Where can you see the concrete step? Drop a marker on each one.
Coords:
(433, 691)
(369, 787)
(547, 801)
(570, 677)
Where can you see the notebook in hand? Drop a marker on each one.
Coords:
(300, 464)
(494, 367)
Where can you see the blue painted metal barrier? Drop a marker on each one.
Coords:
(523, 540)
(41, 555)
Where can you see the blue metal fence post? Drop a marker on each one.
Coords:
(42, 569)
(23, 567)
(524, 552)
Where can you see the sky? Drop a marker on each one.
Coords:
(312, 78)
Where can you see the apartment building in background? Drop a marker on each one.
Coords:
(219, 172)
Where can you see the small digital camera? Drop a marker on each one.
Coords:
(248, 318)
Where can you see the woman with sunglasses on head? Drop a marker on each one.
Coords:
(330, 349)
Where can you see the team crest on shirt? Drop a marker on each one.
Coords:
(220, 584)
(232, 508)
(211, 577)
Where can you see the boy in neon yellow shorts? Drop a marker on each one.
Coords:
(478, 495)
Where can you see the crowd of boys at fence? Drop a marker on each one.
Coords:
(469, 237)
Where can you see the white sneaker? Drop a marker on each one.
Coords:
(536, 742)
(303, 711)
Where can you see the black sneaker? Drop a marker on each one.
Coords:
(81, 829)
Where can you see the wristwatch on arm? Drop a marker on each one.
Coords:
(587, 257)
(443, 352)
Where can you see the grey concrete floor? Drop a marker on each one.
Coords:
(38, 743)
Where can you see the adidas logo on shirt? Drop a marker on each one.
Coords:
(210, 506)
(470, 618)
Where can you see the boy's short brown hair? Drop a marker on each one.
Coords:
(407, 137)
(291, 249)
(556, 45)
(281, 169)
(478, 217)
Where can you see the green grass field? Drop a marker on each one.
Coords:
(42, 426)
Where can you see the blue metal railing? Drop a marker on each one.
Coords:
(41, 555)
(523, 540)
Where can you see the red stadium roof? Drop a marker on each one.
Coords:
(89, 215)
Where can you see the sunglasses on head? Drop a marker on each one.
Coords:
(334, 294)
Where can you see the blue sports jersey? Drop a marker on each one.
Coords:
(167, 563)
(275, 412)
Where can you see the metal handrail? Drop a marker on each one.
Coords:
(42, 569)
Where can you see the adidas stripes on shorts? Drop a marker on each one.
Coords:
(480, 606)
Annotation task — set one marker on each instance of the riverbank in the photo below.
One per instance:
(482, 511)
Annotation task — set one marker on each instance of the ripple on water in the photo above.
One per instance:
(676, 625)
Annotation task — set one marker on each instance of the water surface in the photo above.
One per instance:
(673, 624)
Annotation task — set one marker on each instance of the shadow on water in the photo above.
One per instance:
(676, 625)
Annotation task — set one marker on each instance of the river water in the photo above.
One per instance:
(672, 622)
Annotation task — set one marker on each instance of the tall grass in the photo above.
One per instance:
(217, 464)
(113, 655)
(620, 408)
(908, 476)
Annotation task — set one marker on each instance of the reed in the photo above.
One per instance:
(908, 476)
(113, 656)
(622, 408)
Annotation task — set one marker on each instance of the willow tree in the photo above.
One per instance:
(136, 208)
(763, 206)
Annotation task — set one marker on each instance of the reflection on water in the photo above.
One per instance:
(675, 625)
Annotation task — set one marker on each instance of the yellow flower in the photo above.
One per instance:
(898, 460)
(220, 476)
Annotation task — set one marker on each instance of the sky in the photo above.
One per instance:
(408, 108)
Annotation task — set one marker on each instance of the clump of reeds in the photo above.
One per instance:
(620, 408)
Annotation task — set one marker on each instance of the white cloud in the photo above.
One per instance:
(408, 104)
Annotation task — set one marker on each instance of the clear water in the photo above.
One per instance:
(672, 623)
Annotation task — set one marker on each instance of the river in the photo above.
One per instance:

**Exercise prompt**
Return, from the data, each line where the string "sunglasses" occurs.

**Result of this exercise**
Where can you see the woman with sunglasses on head? Drop a marker on each one.
Where can you see the sunglasses on head? Drop a marker on each one.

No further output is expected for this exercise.